- _SELECTED TEXT_

You can import rows of a CSV document as JSON documents. This is useful when you have a large number of simple structures.
In this example we have a simple CSV file containing the following
name,email
Zowie,zowie@zbs.example.org
Ralph Rolf,ralph.rolf@zbs.example.org
Mojo Sam,mojo.sam@zbs.example.org
Little Frieda,little.frieda@zbs.example.org
Far Seeing Art,old.art@zbs.example.org
Jack Flanders,captain.jack@zbs.example.org
Save this file as characters.csv. To import this let’s create a collection named characters.
dataset characters-v1.ds init
Now we can populate our characters collection by importing characters.csv. Then look at the keys.
dataset characters-v1.ds import characters.csv 2
dataset characeter-v1.ds keys
Notice the assigned ids. We used the second column, the one with th email heading to be our keys.
ralph.rolf@zbs.example.org
zowie@zbs.example.org
captain.jack@zbs.example.org
little.frieda@zbs.example.org
mojo.sam@zbs.example.org
old.art@zbs.example.org
dataset characters-v1.ds keys | while read ID; do dataset characters-v1.ds read "${ID}"; done
In out next example we will use the environment variable DATASET to save us some typing. Now let’s make a new version of our characters collection but this time we’ll column one (the name column) as the key.
dataset init characters-v2.ds
export DATASET="characters-v2.ds"
dataset import characters.csv 1
dataset keys
Now our keys look a little different.
Reading the records back we see we have the JSON same document structure.
dataset list keys | while read ID; do dataset read "${ID}"; done
Our records look like…
{"email":"captain.jack@zbs.example.org","name":"Jack Flanders"}
{"email":"zowie@zbs.example.org","name":"Zowie"}
{"email":"ralph.rolf@zbs.example.org","name":"Ralph Rolf"}
{"email":"mojo.sam@zbs.example.org","name":"Mojo Sam"}
{"email":"little.frieda@zbs.example.org","name":"Little Frieda"}
Again the header row becomes the property names of the JSON document. But what if you don’t have a unique ID and don’t like the filename/row number in our first example? You can generate a UUID for each record by using the “-uuid” option. Let’s create a third version of characters and step through the results as before.

- _MATERIAL_
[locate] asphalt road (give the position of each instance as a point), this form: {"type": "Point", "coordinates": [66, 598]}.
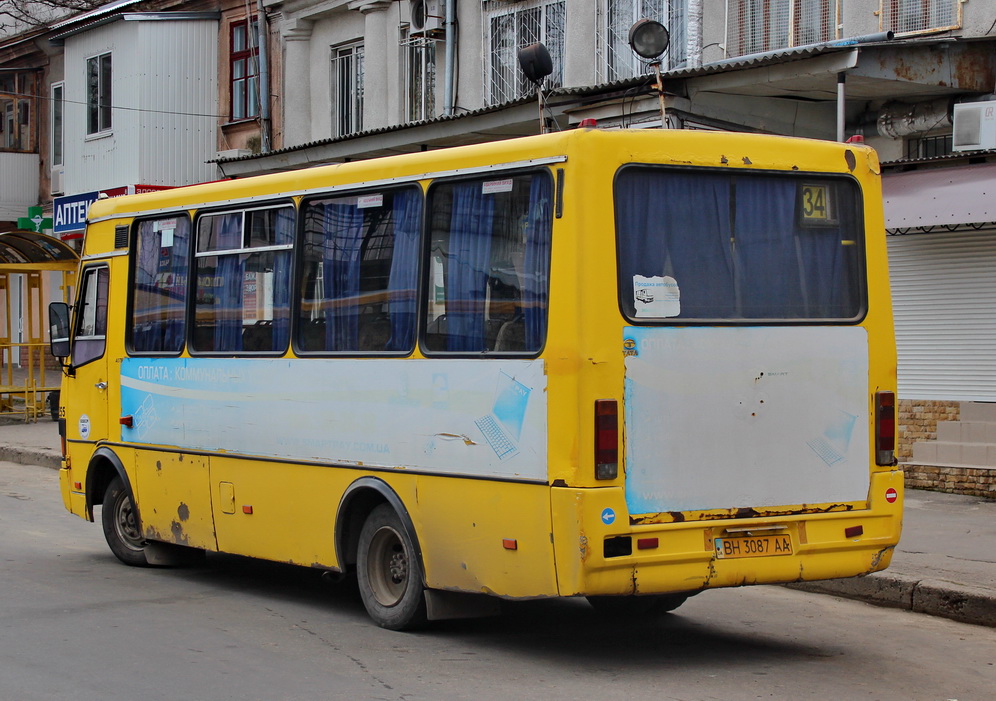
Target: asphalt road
{"type": "Point", "coordinates": [74, 623]}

- _DIRECTIONS_
1. In the CSV import tutorial, which column supplied the keys in the first import?
2. Restate the paragraph of the CSV import tutorial that begins "Again the header row becomes" as a short bulleted list, keeping its main facts.
3. Reproduce the part of the CSV import tutorial that opens with the words containing "dataset init characters-v2.ds" and closes with "same document structure.", substituting "ids" for "keys".
You won't need the material above.

- _WRITTEN RESPONSES_
1. The second column, the one with the email heading.

2.
- The header row becomes the property names of the JSON document.
- If you lack a unique ID and don't like the filename/row number from the first example, you can generate a UUID for each record with the "-uuid" option.
- A third version of characters is created and the results are stepped through as before.

3.
dataset init characters-v2.ds
export DATASET="characters-v2.ds"
dataset import characters.csv 1
dataset ids
Now our ids look a little different.
Reading the records back we see we have the JSON same document structure.